→ Problem description:
Switch every "one point per instance" in the items below to "one point per object", and write all the items out again with nothing else changed.

==================================================

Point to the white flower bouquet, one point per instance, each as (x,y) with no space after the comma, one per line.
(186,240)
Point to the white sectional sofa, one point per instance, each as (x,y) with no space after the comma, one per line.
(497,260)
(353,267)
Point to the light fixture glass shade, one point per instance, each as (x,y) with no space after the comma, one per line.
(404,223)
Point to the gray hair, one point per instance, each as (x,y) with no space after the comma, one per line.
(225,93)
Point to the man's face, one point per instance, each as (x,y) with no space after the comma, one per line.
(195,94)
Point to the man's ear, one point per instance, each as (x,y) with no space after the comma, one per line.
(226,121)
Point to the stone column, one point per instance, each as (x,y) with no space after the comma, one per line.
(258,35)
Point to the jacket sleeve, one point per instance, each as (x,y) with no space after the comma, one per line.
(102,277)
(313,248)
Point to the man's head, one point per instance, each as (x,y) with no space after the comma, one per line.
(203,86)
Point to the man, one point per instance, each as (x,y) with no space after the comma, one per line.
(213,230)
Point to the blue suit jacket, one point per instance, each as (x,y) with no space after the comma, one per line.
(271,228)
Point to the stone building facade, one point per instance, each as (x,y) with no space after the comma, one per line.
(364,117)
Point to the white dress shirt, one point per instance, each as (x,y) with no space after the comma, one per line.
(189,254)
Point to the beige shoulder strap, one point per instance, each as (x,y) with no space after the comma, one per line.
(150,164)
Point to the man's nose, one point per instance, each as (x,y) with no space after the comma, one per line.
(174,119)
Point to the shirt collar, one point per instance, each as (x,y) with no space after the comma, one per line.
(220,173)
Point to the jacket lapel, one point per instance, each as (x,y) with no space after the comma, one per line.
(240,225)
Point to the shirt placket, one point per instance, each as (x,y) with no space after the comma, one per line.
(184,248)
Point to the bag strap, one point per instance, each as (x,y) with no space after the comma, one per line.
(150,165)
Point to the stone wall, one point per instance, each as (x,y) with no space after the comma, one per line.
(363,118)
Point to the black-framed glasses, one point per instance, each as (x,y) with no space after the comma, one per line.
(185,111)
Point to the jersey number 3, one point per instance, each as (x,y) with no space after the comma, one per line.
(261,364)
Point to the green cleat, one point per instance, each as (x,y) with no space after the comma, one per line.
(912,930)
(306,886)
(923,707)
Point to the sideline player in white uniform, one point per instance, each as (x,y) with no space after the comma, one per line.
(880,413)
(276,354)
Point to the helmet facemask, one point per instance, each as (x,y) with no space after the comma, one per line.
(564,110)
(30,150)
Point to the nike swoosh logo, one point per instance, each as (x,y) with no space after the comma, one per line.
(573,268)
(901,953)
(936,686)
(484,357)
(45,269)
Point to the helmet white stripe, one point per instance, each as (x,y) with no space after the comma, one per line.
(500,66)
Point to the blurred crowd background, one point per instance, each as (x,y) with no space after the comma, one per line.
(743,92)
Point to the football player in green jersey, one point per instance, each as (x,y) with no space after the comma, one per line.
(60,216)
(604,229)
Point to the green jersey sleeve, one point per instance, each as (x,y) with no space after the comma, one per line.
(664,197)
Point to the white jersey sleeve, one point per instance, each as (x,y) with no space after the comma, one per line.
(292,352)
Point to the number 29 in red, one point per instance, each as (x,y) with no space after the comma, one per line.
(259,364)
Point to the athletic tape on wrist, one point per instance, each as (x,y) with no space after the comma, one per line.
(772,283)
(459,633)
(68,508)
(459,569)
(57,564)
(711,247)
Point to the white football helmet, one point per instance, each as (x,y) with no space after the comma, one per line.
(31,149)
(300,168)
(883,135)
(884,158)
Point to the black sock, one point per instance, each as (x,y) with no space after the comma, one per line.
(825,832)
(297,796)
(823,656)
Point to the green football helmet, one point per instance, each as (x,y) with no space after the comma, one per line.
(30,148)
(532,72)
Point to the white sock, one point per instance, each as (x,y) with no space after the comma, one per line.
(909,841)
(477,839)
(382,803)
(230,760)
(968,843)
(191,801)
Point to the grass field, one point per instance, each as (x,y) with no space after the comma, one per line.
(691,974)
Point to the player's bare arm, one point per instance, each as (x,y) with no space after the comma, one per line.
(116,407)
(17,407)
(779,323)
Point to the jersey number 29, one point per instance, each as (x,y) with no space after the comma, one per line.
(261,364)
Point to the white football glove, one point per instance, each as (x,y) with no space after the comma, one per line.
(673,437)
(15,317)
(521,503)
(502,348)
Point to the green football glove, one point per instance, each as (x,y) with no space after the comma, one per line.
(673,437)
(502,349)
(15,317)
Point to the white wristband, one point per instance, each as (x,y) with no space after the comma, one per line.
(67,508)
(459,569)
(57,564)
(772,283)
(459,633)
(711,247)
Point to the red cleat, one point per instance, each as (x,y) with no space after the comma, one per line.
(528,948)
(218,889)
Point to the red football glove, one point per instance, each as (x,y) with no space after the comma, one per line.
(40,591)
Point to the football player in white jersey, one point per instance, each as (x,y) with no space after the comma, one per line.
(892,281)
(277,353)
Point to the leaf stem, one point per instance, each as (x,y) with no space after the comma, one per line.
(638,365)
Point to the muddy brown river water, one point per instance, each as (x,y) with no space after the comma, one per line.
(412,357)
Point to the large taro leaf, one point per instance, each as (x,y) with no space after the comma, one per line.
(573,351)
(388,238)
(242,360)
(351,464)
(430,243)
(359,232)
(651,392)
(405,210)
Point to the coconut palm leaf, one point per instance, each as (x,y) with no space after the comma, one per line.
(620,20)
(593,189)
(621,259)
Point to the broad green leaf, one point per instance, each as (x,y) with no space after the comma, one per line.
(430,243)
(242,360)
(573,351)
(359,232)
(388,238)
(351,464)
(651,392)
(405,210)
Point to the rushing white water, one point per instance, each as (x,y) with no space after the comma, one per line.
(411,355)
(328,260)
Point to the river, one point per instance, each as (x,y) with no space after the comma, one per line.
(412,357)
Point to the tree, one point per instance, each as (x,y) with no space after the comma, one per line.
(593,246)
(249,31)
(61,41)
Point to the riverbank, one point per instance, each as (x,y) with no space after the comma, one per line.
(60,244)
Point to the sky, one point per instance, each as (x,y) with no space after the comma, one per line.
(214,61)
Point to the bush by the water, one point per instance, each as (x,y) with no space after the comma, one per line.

==================================================

→ Exercise result:
Point to the white flower bouquet, one point per object, each as (x,y) with no space after the comma, one per line.
(186,240)
Point to the white sectional sofa, one point per object, each as (x,y) with no space after the comma, one per line.
(497,260)
(353,267)
Point to the light fixture glass shade, one point per object, each as (x,y) with no space after the comma, one per line.
(404,223)
Point to the gray hair, one point per object, each as (x,y) with no space after the comma, one per line.
(225,93)
Point to the man's face, one point per object, each as (x,y) with no space after the comma, one per line.
(195,94)
Point to the man's ear, one point per object, each as (x,y) with no space after the comma, one per line.
(226,121)
Point to the stone column, one point per object, each as (x,y) with no space after the comma, one per line.
(258,35)
Point to the jacket sleeve, one point per object, each as (x,y) with no space after the comma, one per line.
(102,277)
(313,248)
Point to the man's head, one point per object, each as (x,y) with no space after the comma, one per line.
(203,86)
Point to the man, one point per object, each as (x,y) with no space after the comma, one per line.
(213,230)
Point to the blue suit jacket, one point per object, each as (x,y) with no space after the comma, one per line.
(271,228)
Point to the stone building facade, one point per object, each as (x,y) with no space after the comma, one per line.
(364,117)
Point to the white dress shirt, one point per object, each as (x,y) with no space after the comma, one per line.
(189,254)
Point to the beige shoulder strap, one point per object, each as (x,y) with no space after the comma, one per line.
(150,164)
Point to the man's nose, one point per object, each as (x,y) with no space after the comma, one per line.
(174,119)
Point to the shirt collar, one point per object, each as (x,y) with no space after the comma, one per line.
(220,173)
Point to the jacket lapel, one point per object, each as (x,y) with no space after the comma, one per line.
(240,225)
Point to the shirt placket, one point per object, each as (x,y) with no space after the comma, one per line.
(184,248)
Point to the bag strap, one point per object, each as (x,y) with no space after the comma, one per line.
(150,165)
Point to the stone wall, one point per object, each as (x,y) with no space after the comma, one per line.
(363,118)
Point to the black-framed glasses, one point per object, each as (x,y) with no space after the comma, one per line.
(185,111)
Point to the jersey number 3, one point per object, each as (x,y) with no space after the comma, one per line.
(261,364)
Point to the green cleat, one point per object, each as (x,y) with no space after the comma, one per line.
(912,930)
(306,886)
(923,707)
Point to the sideline player in white uniform, one point per object, each as (x,y) with no space after the comma, one per line.
(880,413)
(276,354)
Point to the helmet facemask, one point per object, each as (x,y) with no space after the comma, one per line.
(564,110)
(30,150)
Point to the nike swoosh logo, one point per object, each as (x,y) with no space after the comma, one per line.
(573,268)
(901,953)
(936,686)
(484,357)
(45,269)
Point to the helmet white stripe, one point per object, each as (x,y) with no space after the comma, one per line.
(500,66)
Point to the blurred crowd background, one point per object, each as (x,y) with no space after the comma, one per line.
(743,92)
Point to the football player in green jersey, one point per object, each as (x,y) with no space after the comma, one per line.
(60,216)
(604,229)
Point to the green jersey sleeve, one point per object, each as (x,y) with no space after the comma, one per line.
(664,197)
Point to the white jersey sleeve, one point per object, each as (x,y) with no space after the comma, one per line.
(292,352)
Point to the number 29 in red, one point per object, each as (x,y) with no space after the comma, one per line.
(259,364)
Point to the athletic tape on wrist, one point per object, each as (x,y) with no space after the comma, one per line.
(772,283)
(459,633)
(68,508)
(459,569)
(57,564)
(711,247)
Point to the white football helmet, one point per object, each as (x,y) with no space after the comma, one per line.
(31,149)
(300,168)
(883,135)
(884,158)
Point to the black sock, one point per object, each as (x,y) with no space after the comma, one per line.
(825,832)
(297,796)
(823,656)
Point to the green football helmet, one point per object, each as (x,y) with no space after the comma, one per line.
(30,148)
(532,72)
Point to the white sock, one point per object, each as (x,y) with no space after the comma, one per line.
(909,841)
(477,839)
(382,803)
(230,760)
(968,843)
(191,801)
Point to the grass field, one point per object, each as (x,y) with no space after the comma, one per line.
(691,974)
Point to the player's bare arm, one point per object, each as (x,y) with no space after the comma, one per line.
(116,407)
(17,407)
(779,323)
Point to the jersey number 29, one point per object, each as (x,y) with no space after the comma, one per line.
(261,364)
Point to the white football glove, one point per object, each as (x,y) with no space after the comma, one per line.
(673,437)
(15,317)
(521,503)
(502,348)
Point to the green football glove, one point per object, each as (x,y) with no space after the comma, one per line.
(673,437)
(502,349)
(15,317)
Point to the white wristband, one point per object, each as (x,y) with no space after the comma, one per line.
(67,508)
(459,569)
(57,564)
(772,283)
(459,633)
(711,247)
Point to the red cleat, one point per object, each as (x,y) with no space after the comma, one per line.
(528,948)
(218,889)
Point to the red football glove, one point per object, each as (x,y) with no space after the comma, one per line.
(40,591)
Point to the football player in white jersey, one point per object, each as (x,y) with no space after the comma, one per line.
(892,281)
(277,353)
Point to the leaf stem, one point per object, each as (x,y) with no space after the comma, one per line.
(638,365)
Point to the muddy brown river water, one point per object, each as (x,y) with no space after the comma, one per line.
(412,357)
Point to the large taro leaf, one point per object, each as (x,y) with no space after the comma, one per line.
(573,351)
(388,238)
(242,360)
(351,464)
(430,243)
(359,232)
(651,392)
(405,210)
Point to the coconut palm leaf, one point per object, each as (x,y) with no space after the comma, one per line.
(620,20)
(593,189)
(621,259)
Point to the broad green leaf, one point per object, each as (x,y) with no space after the comma, one per line.
(430,243)
(242,360)
(573,351)
(359,232)
(388,238)
(351,464)
(651,392)
(405,210)
Point to the rushing white water, one point per object, each as (x,y) with no space after the comma, one per line.
(411,355)
(328,260)
Point to the river, one point per object, each as (x,y) with no space after the comma, one per line.
(412,357)
Point to the tree, one point per object, each as (x,y) with no space after the comma, one per line.
(593,246)
(249,31)
(61,41)
Point to the riverbank, one point per object, each as (x,y) with no space after the comma, one per line.
(60,244)
Point to the sky, one point per object, each as (x,y) with no space after the comma, one per line.
(214,61)
Point to the bush by the water, one point per object, each as (x,y) with no space after the comma, one per line.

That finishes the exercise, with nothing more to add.